Records from a collection
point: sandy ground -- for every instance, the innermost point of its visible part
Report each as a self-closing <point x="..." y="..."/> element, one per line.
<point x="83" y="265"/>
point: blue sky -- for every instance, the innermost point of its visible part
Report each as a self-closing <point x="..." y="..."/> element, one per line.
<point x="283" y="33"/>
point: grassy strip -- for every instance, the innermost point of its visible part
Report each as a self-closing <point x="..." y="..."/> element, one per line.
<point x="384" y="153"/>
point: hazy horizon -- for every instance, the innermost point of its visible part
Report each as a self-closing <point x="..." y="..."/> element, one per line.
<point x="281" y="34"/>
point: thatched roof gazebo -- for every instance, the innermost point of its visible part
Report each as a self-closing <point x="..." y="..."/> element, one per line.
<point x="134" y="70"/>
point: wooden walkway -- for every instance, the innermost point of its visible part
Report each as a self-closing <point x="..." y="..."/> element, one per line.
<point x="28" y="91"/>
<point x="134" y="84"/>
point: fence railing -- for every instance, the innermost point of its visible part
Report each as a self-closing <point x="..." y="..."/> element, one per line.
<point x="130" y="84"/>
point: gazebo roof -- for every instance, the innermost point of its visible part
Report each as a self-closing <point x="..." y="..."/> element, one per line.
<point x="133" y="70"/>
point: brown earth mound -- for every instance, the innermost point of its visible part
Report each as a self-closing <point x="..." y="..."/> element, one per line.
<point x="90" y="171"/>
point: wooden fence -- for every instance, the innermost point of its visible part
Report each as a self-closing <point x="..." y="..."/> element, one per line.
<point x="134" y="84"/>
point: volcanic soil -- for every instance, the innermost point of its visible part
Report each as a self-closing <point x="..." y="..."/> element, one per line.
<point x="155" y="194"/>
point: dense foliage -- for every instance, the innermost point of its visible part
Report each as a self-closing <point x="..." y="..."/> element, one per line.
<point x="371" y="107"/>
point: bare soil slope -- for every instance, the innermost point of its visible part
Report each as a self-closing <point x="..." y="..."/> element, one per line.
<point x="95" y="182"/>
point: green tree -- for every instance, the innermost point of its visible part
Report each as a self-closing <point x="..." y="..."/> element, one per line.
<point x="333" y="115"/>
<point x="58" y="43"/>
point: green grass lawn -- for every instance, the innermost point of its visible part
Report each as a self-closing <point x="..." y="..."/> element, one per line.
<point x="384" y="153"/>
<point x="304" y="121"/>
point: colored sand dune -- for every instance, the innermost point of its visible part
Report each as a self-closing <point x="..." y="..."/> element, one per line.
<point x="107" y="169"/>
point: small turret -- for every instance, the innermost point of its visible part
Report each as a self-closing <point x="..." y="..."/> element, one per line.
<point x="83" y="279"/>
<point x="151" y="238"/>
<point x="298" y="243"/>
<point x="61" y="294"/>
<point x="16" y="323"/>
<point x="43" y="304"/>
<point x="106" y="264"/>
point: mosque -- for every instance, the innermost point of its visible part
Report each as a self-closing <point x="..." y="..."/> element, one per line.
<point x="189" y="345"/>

* * *

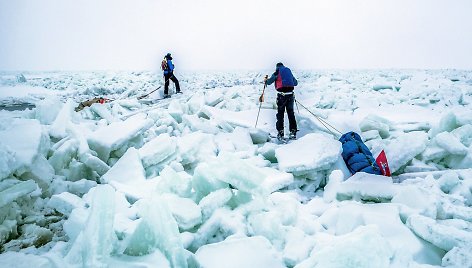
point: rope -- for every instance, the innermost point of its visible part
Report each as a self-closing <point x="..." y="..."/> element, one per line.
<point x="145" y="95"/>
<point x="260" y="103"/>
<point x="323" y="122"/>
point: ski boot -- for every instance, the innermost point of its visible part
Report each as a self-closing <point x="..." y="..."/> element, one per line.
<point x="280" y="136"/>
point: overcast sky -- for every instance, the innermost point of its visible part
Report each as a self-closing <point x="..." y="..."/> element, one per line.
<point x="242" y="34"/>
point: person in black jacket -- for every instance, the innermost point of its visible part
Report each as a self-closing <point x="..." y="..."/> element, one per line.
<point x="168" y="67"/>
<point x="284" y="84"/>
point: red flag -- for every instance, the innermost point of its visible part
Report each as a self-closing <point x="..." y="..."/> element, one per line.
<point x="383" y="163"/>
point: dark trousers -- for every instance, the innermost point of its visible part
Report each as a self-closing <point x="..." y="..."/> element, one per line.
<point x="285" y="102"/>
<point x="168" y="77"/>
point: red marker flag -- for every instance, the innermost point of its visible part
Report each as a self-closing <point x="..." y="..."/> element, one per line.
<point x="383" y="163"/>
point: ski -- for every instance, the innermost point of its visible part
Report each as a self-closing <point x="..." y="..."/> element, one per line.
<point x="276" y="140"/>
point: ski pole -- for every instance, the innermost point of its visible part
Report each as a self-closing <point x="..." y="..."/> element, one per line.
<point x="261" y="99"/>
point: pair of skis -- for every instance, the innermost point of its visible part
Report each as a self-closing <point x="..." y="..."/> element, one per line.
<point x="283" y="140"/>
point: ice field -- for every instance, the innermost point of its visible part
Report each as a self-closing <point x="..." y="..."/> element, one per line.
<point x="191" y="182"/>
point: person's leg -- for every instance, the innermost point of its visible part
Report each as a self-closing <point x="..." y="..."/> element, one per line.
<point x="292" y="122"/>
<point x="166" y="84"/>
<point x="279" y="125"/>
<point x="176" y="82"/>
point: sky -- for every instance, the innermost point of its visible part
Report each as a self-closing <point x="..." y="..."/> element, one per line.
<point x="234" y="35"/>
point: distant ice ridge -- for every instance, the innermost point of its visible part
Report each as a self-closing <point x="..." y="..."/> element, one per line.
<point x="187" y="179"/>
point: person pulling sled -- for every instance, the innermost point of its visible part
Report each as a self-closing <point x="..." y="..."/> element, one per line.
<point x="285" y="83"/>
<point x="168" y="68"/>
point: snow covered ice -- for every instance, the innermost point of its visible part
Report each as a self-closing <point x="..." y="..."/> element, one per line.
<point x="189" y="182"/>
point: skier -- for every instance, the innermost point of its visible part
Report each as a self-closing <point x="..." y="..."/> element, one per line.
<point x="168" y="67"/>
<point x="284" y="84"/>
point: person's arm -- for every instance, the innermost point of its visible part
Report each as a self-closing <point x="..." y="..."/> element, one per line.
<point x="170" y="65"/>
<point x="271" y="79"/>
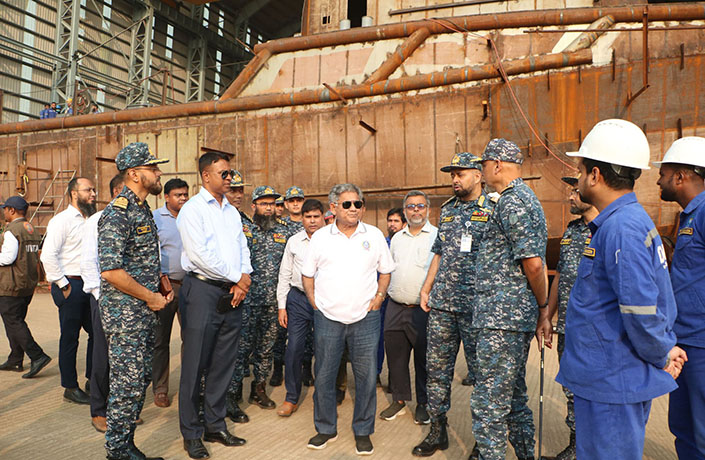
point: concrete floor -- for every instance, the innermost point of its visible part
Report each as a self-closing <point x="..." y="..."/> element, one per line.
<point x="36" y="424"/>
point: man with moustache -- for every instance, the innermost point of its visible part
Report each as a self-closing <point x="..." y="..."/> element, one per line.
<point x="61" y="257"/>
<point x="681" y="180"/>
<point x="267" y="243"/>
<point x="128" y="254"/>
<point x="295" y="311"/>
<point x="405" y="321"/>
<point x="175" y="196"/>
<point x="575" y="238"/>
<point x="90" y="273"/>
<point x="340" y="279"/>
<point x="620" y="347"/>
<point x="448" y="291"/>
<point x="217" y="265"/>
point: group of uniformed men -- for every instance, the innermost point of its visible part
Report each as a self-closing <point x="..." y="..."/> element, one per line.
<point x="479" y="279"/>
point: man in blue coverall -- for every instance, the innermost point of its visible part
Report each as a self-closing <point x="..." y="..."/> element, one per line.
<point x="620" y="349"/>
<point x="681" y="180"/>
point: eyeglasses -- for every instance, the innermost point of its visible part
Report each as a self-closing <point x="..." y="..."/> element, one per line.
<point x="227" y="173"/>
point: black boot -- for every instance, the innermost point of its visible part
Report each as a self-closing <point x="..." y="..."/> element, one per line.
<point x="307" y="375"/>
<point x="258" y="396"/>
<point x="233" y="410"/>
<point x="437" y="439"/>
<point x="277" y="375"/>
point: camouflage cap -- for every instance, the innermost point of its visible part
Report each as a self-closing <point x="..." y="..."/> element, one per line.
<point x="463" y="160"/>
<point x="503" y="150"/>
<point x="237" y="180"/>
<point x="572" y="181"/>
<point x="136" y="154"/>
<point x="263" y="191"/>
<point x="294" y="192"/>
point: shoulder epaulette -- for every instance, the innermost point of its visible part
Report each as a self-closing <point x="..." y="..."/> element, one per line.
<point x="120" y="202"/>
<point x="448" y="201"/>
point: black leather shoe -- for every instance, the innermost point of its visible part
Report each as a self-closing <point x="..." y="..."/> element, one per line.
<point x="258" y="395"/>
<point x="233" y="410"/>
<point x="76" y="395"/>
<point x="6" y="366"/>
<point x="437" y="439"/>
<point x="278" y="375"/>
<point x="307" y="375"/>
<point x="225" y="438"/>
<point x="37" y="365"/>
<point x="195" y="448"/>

WORK TO COMPLETE
Find every line in the items above that contains the word "blue", and copy each of those lines.

REPLY
point: blue sky -- for every instance, the innermost point of its visible part
point: man in blue coverall -- for every instance, the innermost point of its visible part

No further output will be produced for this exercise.